* _Source extract_:
▬▬▬

The event kicked off on Tuesday evening with a lively welcome reception. Attendees enjoyed a delicious assortment of appetizers and a build-your-own slider bar while reconnecting with familiar faces and welcoming newcomers.

Wednesday marked the beginning of an exciting lineup of plant tours. Participants visited five distinguished manufacturers: Legacy Crafted Cabinets, Conestoga Wood Specialties, Northway Industries, Gilson Snow, and Tilo Industries. That evening, WCMA hosted a dinner, where Executive Director Amy Snell recognized event sponsors, plant tour hosts, and supporters of the Real American Hardwood Coalition. Departing WCMA President, Phil Menzner, was honored for his dedicated service with a commemorative plaque and gift from the membership. The evening concluded with an informative presentation from guest speaker Tim Knol of Hardwood Review, who analyzed market trends in the hardwood industry, including recent statistics on exports, imports, housing starts, and the broader economic-political landscape.

▬▬▬

* _Bounding-box records_:
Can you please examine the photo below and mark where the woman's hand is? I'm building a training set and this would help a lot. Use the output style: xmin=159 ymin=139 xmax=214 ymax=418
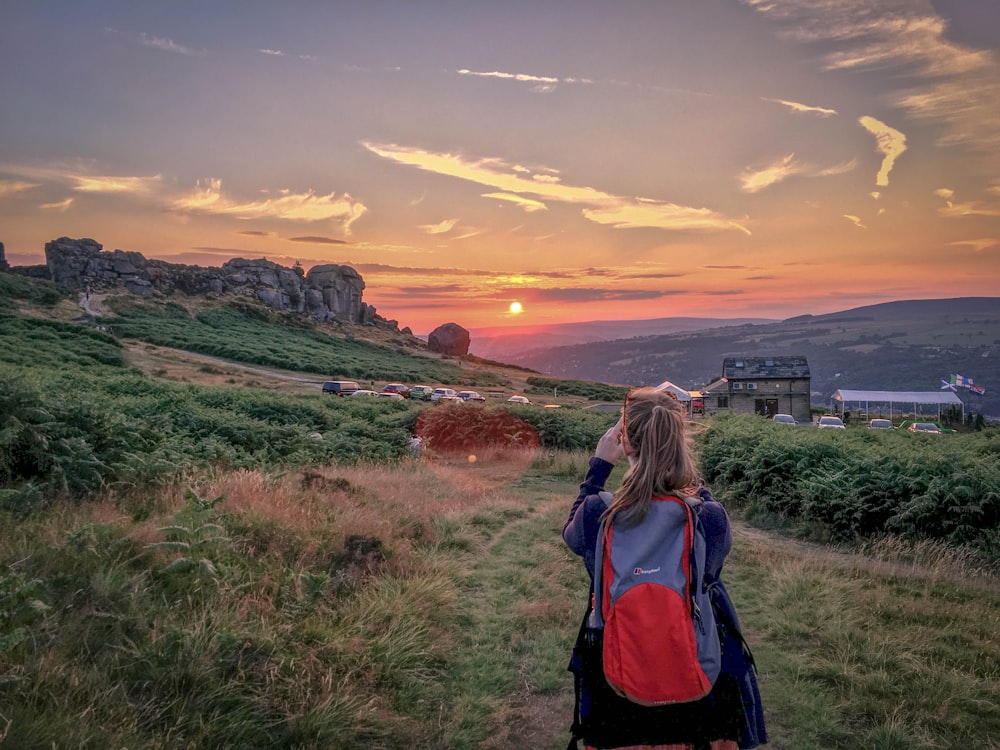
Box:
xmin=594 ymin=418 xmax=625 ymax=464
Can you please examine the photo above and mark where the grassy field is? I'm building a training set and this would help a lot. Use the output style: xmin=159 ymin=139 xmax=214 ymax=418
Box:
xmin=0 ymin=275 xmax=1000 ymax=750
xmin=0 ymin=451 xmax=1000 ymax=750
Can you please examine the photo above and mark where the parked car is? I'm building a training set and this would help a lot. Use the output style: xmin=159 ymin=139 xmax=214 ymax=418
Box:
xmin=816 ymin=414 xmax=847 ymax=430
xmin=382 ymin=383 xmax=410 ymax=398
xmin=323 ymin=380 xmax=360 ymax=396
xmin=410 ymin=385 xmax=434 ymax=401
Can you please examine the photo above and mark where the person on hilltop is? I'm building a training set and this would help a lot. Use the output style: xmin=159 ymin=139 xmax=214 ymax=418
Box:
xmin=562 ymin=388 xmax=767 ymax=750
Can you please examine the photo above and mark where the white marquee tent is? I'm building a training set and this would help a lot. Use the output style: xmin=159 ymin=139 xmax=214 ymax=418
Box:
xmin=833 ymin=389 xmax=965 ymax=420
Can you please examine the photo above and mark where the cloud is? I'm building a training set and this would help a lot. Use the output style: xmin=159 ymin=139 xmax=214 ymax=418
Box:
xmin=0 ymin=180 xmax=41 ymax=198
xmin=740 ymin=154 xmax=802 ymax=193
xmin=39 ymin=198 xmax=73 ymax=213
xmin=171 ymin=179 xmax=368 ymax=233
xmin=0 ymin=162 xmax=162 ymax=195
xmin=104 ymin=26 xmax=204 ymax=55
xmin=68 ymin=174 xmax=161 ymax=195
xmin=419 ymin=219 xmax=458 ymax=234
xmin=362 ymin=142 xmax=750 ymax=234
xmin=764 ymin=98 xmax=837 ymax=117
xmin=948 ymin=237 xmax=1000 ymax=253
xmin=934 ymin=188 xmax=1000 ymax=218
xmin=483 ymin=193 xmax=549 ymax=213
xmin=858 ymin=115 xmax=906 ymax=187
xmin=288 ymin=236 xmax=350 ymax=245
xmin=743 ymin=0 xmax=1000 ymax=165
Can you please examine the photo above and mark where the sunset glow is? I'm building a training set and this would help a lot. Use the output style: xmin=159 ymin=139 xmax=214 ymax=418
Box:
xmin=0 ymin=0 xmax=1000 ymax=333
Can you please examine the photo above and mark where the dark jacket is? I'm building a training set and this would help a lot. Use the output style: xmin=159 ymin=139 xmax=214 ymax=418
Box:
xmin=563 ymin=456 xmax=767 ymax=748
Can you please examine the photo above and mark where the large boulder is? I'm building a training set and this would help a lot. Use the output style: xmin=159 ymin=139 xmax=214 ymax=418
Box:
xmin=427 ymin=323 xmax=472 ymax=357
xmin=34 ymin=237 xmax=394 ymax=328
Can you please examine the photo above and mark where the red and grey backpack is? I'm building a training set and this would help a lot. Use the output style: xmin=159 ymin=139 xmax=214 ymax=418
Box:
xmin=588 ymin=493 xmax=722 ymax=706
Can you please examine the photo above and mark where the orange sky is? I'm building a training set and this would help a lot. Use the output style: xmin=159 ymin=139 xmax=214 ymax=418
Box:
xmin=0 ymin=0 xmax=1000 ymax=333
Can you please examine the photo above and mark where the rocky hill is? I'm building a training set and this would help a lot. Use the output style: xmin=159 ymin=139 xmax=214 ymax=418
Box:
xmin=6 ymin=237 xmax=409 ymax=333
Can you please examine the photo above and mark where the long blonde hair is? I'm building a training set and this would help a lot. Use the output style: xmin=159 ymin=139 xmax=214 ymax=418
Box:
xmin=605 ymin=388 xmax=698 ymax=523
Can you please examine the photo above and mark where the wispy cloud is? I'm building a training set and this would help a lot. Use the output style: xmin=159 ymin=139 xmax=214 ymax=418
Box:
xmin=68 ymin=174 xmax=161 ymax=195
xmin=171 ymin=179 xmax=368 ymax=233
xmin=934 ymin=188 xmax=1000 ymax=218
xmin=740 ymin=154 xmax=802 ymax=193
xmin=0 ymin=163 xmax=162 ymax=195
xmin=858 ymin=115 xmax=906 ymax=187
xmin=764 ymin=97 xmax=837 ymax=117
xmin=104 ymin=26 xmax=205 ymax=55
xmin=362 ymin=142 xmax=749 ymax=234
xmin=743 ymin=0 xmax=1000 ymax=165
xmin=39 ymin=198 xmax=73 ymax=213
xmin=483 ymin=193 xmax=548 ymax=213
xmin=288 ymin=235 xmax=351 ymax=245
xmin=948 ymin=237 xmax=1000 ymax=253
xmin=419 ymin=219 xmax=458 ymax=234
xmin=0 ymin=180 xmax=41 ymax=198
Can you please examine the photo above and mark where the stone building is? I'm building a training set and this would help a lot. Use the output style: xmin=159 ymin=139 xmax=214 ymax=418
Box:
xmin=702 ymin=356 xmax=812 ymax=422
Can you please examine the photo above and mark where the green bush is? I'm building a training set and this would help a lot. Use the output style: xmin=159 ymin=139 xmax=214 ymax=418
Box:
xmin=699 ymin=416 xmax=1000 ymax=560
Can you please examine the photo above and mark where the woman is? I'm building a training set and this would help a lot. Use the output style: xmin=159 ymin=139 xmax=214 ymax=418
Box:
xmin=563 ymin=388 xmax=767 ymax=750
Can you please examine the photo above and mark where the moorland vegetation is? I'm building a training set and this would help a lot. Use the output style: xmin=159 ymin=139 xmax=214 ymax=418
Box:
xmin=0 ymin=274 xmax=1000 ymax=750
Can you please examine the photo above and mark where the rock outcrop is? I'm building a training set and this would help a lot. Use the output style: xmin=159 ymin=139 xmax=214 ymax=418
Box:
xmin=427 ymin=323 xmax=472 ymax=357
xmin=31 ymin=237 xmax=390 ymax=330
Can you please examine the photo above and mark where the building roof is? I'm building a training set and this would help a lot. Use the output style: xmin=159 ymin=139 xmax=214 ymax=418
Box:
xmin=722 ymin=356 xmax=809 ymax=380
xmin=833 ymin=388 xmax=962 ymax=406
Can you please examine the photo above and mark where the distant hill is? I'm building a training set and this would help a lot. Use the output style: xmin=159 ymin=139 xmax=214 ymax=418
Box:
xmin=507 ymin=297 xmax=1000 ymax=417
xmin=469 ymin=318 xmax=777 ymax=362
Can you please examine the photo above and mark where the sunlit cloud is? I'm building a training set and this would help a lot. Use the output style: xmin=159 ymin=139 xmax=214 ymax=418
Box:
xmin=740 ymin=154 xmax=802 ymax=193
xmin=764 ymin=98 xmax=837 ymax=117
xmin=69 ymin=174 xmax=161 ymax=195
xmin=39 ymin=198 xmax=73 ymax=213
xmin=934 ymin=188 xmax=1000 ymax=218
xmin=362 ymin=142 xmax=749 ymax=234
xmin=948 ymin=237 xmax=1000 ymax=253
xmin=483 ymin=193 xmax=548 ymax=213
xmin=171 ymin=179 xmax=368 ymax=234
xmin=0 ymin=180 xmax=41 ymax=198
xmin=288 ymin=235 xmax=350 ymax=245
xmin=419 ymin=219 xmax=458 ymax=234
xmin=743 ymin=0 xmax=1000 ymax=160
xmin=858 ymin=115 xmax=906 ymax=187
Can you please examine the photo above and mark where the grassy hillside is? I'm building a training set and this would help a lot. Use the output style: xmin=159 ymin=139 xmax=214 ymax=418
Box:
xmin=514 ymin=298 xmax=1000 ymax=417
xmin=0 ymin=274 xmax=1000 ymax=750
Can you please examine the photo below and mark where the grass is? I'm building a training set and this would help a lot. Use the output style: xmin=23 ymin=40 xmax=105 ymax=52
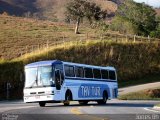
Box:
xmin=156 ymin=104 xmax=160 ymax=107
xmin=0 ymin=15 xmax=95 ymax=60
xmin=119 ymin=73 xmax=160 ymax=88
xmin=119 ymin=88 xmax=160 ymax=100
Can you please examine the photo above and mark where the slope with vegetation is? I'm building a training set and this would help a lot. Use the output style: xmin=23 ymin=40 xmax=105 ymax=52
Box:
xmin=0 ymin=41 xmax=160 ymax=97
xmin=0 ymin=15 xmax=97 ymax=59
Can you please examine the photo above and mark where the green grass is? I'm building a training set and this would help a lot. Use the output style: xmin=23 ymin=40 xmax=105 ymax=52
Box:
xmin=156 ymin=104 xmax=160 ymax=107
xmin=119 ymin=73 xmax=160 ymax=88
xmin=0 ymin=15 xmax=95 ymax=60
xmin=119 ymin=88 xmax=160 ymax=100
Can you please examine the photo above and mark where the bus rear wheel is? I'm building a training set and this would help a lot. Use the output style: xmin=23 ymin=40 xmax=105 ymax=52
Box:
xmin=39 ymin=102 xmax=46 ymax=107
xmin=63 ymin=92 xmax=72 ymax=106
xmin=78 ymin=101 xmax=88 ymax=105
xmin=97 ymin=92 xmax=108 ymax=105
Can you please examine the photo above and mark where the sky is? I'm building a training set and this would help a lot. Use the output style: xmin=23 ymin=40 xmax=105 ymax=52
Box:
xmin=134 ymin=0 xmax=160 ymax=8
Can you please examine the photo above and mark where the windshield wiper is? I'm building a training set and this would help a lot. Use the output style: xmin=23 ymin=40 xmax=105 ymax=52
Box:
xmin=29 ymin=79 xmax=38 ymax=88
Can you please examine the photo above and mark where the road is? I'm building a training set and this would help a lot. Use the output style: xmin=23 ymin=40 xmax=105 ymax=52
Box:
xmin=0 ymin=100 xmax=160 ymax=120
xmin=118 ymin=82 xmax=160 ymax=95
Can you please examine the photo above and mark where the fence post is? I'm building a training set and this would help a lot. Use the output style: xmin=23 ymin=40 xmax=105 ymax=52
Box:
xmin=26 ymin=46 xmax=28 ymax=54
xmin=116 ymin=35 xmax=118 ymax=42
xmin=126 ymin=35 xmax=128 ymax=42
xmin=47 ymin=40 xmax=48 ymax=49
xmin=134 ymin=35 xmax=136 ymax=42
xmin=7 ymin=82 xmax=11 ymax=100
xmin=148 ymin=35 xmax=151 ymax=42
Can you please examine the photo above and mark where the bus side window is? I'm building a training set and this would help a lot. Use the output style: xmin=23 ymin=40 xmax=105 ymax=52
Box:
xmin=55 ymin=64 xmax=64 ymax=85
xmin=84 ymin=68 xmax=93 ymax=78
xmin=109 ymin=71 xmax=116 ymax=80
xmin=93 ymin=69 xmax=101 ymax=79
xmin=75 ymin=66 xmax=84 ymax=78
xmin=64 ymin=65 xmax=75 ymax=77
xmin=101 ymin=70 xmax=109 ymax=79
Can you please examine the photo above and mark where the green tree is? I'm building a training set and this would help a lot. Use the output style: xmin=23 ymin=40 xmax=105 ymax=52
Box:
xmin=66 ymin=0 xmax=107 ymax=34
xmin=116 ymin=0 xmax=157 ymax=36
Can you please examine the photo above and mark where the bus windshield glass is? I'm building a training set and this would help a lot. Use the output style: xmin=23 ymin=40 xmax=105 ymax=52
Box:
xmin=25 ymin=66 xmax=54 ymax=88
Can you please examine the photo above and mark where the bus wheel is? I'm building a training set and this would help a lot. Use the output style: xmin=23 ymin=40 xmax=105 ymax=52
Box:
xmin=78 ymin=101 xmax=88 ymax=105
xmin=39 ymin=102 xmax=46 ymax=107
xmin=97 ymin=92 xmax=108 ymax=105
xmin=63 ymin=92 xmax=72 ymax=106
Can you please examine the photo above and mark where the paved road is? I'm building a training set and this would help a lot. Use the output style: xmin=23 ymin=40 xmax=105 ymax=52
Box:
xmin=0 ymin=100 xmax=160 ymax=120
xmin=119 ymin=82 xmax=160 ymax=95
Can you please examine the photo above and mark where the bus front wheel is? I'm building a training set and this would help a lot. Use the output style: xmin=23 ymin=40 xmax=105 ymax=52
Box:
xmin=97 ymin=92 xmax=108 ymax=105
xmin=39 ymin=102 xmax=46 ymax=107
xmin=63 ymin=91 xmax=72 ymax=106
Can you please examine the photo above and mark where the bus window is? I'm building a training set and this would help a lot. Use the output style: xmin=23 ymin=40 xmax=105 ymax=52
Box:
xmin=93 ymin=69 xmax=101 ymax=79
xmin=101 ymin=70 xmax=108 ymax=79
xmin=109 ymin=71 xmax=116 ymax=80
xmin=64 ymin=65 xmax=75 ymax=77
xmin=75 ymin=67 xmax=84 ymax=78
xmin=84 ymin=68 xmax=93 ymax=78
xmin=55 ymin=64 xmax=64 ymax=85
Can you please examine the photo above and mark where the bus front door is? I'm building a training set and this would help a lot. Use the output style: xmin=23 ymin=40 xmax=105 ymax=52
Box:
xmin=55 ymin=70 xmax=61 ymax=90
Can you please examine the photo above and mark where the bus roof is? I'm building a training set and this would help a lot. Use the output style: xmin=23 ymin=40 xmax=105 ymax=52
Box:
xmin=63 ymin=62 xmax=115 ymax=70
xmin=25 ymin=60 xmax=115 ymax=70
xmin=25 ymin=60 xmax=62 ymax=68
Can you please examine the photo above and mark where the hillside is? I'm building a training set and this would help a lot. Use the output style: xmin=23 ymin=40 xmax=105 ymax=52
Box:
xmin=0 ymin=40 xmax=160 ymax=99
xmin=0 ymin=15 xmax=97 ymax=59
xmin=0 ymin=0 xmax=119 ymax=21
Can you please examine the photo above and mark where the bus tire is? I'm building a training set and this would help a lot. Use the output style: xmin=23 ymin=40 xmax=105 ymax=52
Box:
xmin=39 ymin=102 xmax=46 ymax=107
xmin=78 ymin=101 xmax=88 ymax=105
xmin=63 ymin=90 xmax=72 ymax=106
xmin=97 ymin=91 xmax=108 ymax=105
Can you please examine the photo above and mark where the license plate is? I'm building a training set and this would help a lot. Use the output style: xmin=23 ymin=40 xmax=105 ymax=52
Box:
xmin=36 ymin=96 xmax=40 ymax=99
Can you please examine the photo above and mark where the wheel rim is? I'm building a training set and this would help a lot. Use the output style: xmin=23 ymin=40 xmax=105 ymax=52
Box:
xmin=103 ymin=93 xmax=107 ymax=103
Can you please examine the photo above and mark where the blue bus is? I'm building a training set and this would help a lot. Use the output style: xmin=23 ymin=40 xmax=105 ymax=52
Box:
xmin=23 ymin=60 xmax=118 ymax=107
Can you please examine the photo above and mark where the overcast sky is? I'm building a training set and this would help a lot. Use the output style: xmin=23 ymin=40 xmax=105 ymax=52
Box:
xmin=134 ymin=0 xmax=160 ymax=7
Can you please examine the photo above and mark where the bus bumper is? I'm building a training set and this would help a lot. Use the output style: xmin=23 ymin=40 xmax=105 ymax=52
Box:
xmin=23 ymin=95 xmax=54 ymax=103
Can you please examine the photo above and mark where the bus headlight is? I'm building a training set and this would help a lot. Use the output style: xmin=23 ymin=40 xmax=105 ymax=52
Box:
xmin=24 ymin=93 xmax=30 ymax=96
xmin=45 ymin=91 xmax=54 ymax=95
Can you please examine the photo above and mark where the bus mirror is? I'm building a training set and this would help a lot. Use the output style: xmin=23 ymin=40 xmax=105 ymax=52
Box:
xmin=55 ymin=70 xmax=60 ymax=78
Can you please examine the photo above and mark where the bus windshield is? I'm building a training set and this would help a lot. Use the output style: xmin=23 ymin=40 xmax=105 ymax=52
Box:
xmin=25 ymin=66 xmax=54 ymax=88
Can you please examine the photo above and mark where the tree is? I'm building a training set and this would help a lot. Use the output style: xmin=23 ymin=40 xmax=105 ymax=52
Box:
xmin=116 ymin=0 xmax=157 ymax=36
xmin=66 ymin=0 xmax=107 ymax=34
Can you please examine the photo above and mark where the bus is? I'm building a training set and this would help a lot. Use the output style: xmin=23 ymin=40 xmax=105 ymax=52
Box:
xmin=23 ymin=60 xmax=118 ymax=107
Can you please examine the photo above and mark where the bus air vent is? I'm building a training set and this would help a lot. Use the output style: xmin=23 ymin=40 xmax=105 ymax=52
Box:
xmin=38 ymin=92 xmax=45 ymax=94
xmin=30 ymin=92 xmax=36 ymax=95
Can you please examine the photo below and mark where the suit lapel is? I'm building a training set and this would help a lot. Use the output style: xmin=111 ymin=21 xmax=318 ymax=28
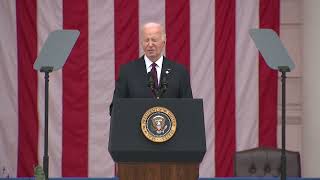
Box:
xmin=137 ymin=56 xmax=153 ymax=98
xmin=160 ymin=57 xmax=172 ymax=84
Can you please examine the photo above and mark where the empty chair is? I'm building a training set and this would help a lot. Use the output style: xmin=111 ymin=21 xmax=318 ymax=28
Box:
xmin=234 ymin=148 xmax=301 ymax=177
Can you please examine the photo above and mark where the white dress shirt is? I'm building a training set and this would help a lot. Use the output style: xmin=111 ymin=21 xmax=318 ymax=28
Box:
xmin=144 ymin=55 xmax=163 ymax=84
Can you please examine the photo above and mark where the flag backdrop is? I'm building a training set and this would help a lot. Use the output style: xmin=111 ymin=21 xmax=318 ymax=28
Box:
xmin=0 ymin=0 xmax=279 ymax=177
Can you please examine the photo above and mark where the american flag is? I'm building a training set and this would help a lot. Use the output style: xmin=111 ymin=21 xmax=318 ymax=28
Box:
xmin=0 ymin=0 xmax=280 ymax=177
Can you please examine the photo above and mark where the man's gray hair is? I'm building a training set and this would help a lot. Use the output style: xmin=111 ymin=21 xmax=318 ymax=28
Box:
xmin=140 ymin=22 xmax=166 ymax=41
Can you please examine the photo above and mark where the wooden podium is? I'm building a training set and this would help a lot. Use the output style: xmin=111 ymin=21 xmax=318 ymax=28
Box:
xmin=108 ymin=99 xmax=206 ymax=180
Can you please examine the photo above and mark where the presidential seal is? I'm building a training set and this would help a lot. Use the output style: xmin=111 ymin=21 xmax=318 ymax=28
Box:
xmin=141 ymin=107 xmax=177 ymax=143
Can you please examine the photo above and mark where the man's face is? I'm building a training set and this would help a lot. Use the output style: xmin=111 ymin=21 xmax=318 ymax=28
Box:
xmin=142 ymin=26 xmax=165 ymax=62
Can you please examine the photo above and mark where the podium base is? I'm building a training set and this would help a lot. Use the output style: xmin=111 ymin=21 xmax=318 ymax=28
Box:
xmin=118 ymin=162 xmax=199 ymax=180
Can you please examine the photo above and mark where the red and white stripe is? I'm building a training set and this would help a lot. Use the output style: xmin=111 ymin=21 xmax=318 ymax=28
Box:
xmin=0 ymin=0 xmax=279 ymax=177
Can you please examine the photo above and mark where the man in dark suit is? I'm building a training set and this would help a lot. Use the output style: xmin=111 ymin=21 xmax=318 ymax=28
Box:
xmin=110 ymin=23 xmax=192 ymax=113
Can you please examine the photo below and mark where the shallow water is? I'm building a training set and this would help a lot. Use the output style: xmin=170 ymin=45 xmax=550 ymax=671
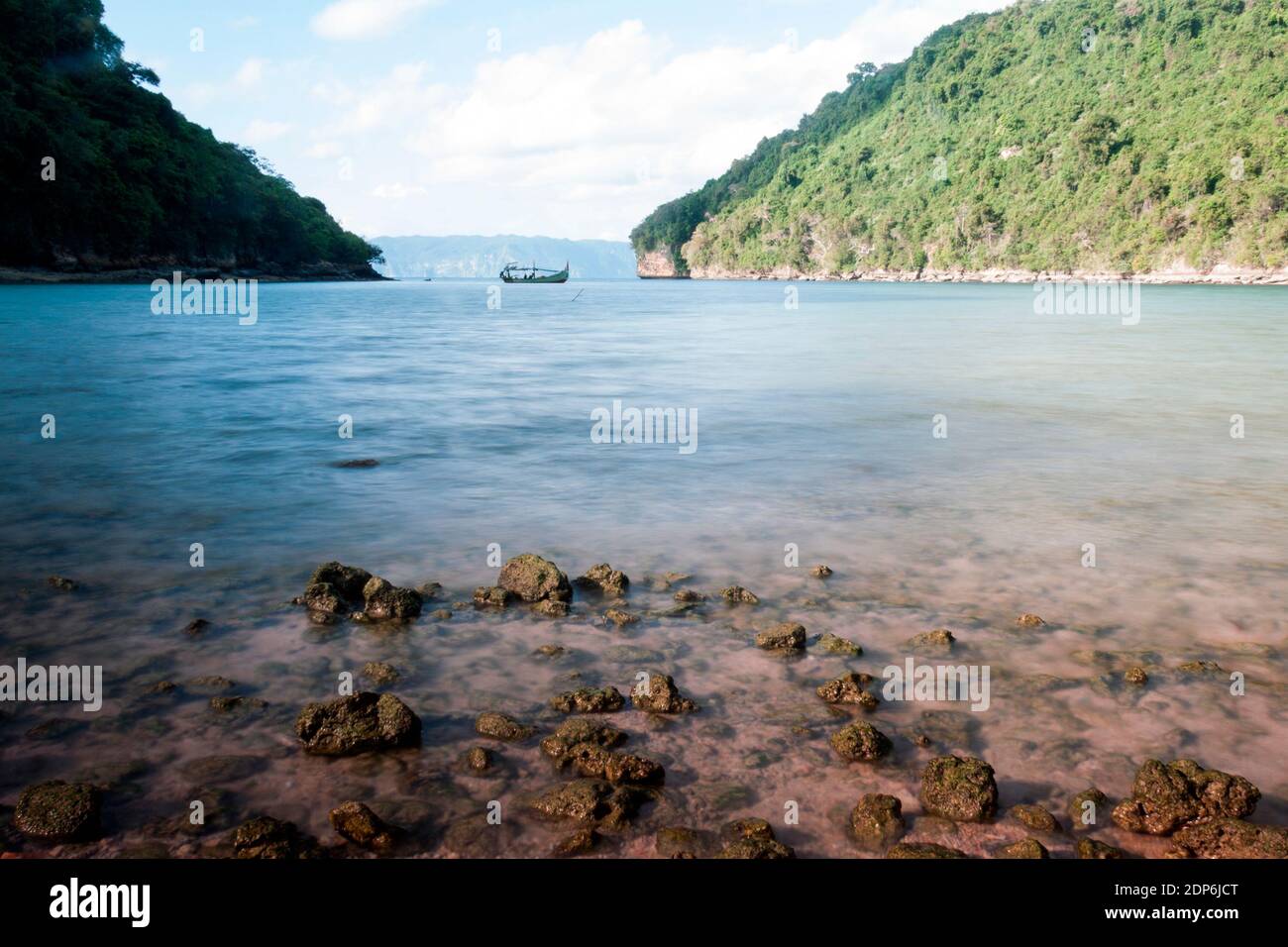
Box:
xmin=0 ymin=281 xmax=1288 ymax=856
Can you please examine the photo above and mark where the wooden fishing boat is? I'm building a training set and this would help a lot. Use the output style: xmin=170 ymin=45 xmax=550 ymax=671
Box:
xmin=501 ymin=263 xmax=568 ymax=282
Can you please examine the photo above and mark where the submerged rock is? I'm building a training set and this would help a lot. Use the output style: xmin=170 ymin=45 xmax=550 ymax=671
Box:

▬▬▬

* _Work to complete_:
- a) Edit the event recap from "The event kicked" to "and welcoming newcomers.", inclusive, replacing "welcome reception" with "opening reception".
- b) How many lines of the listing contain the word "face"? Reply with the number alone.
The event recap and the listing come from unrelated sources.

* _Solutions to each task_:
- a)
The event kicked off on Tuesday evening with a lively opening reception. Attendees enjoyed a delicious assortment of appetizers and a build-your-own slider bar while reconnecting with familiar faces and welcoming newcomers.

- b) 1